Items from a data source
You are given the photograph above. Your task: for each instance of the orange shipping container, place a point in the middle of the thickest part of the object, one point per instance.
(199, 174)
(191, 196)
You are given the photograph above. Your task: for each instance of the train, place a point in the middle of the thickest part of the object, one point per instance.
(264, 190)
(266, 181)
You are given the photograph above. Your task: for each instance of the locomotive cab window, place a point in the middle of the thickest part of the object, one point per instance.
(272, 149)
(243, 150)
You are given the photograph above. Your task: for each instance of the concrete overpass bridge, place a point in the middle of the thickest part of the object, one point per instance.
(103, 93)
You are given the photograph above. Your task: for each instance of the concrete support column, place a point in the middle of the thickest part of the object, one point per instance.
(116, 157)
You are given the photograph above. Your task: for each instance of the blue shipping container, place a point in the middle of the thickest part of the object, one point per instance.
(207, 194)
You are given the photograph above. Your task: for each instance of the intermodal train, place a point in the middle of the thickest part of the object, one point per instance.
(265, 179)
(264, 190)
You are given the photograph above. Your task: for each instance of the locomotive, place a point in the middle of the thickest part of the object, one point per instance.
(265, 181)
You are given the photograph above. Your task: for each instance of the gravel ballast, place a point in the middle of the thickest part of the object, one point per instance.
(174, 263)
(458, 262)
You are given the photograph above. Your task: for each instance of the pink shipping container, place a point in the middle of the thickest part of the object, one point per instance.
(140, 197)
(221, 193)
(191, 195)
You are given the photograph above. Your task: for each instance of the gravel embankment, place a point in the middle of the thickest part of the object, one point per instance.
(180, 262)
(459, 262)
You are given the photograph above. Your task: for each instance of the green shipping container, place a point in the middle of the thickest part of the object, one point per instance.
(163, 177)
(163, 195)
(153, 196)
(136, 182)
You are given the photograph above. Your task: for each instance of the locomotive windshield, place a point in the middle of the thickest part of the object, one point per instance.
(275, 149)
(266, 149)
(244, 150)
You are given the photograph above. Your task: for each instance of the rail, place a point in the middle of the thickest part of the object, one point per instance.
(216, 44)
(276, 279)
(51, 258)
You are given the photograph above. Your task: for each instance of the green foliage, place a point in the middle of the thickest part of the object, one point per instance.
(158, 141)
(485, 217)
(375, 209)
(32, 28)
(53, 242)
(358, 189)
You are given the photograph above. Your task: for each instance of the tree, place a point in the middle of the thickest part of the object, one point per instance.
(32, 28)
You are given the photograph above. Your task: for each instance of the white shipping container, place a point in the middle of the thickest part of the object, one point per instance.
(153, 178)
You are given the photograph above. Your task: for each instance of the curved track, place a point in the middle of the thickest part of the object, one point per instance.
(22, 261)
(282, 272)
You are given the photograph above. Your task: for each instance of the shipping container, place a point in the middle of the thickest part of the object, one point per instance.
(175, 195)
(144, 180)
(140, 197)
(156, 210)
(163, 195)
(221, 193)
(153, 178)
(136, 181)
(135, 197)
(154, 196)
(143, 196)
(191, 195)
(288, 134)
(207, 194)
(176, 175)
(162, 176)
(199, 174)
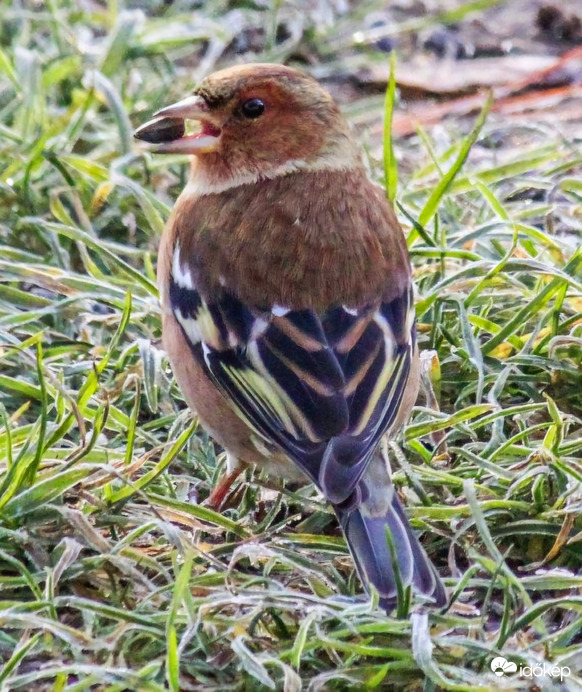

-- Goal of the exercise --
Set down the lines from the one containing "of the white" through the last line of the records above, both included, exactly as they appear and with no other text. Pictures should not be set down.

-- Exercise result --
You are given the photograph above. Your task: for each instance of the white shipping container, place a point in the middle of the thickest part of the object, one point per instance.
(153, 178)
You are given the photograph above. Your task: for each instance of the curved track, place a point in the middle of the thickest part of the object, one point per instance.
(22, 261)
(282, 272)
You are given the photograph above. Your task: for each instance of the shipping container, place a point in the middle of the thickest part of the object, one point per instance.
(175, 195)
(144, 180)
(140, 197)
(156, 210)
(163, 195)
(221, 193)
(153, 178)
(136, 181)
(135, 197)
(154, 196)
(143, 196)
(191, 195)
(288, 134)
(207, 194)
(176, 175)
(162, 176)
(199, 174)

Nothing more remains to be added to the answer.